WHAT IS EXPECTED: Every word of every entry must be retyped exactly.

START PROVIDED RECORDS

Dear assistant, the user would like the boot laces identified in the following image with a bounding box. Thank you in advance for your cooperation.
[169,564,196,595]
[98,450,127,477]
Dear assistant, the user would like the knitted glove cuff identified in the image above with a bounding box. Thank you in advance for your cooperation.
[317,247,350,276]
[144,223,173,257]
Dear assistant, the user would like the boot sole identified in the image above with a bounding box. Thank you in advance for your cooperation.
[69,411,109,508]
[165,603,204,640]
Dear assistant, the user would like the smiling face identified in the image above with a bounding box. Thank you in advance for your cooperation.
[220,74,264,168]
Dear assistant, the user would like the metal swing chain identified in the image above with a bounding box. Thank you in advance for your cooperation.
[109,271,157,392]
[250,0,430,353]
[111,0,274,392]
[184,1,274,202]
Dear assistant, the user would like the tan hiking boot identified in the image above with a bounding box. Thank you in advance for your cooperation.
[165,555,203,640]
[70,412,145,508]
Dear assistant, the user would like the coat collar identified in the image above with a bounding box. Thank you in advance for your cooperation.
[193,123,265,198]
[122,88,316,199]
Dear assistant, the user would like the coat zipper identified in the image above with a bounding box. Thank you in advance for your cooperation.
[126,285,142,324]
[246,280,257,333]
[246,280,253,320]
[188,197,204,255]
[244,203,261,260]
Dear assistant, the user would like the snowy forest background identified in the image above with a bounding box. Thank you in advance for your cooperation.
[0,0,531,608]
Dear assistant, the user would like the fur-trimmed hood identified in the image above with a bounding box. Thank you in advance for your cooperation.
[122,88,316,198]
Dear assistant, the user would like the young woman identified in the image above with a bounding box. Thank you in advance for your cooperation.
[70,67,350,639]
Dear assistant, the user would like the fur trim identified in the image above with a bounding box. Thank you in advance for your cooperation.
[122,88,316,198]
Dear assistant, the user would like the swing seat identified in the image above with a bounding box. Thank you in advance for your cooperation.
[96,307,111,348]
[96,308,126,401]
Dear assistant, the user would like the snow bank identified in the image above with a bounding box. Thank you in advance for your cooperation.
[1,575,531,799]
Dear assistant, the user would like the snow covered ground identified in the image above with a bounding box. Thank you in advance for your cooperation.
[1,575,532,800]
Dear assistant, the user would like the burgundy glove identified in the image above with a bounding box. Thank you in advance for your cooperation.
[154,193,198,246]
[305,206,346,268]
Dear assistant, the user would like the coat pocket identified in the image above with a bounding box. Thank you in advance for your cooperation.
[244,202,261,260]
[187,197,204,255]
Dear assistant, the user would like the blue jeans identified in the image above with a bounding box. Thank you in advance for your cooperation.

END PROVIDED RECORDS

ANSWER FOR THIS EXERCISE:
Dear assistant, the user would like the boot laces identified in the following image with a bounding box. Thank you in advance for your cooperation.
[169,564,196,595]
[98,450,127,477]
Dear assistant, the user would like the knitted glove cuff identified in the image above with a bounding box. Thank you in advance for your cooperation.
[317,247,350,276]
[144,223,173,257]
Dear assistant, the user would like the boot sole identified in the image above with a bounding box. Thank you in advance for your cooperation.
[69,411,109,508]
[165,603,204,640]
Dear assistant, the user would like the smiling face identified in the image above with a bounding box. Thank you in advance for your cooperation.
[220,74,264,168]
Dear assistant, the user would like the metal swing chain identified in the image above with a bounding box. Thank you in advance for your cooperation.
[109,271,157,392]
[250,0,430,353]
[111,0,274,392]
[184,1,274,202]
Dear assistant, the user would like the tan hiking boot identified in the image above with a bounding box. Thank you in advance for your cooperation.
[165,555,203,640]
[70,412,145,508]
Dear assistant, the user would like the coat collar identified in the image above with a bounding box. Thank you in advance for your cooperation.
[193,123,265,198]
[122,88,316,199]
Dear assistant, the user would like the coat zipper identified in the image above with a bounding box. Thank you in advance for your cooperation.
[126,285,142,324]
[246,280,257,333]
[246,280,253,320]
[188,197,204,255]
[244,203,261,260]
Dear assistant, the user would like the snowy forest background identified in the image above with a bounding box. Thank you in advance for your cooperation.
[0,0,531,608]
Dear assistant, the user would like the fur-trimmed hood identified in the image above with a bounding box. Thank you in advance for your cooperation.
[122,88,316,198]
Dear assistant, the user would like the young woman identified in the image above with a bounding box. Thank you in advance for your cooperation.
[70,67,350,639]
Dear assistant, the user would like the fur trim identified in the image above with a bounding box. Thank you in advance for your cooperation.
[122,88,316,198]
Dear assistant, the user would like the swing seat identified in the image above with a bounding box. Thank you in advance for your cooperation.
[96,307,111,348]
[96,308,126,401]
Dear assistant, the user would like the snow bank identified in the image above with a bounding box. Thank you in advance for your cooperation.
[1,575,531,799]
Dear assistant, the user would like the snow covered ground identified in the image above with a bounding box. Thank you in advance for your cooperation.
[1,575,532,800]
Dear assistant, the user would like the burgundy glove identified in the image above with a bounding box. Thank you in advance for your cooperation.
[154,193,198,246]
[305,206,346,268]
Dear assistant, the user would like the coat pocket identified in the image above with a bounding box. Thank you in advance for your cooperation.
[244,202,261,260]
[187,197,204,255]
Dear assistant, the user would like the blue jeans identified in the image above with a bounding box. Thank you in advance for your cooperation.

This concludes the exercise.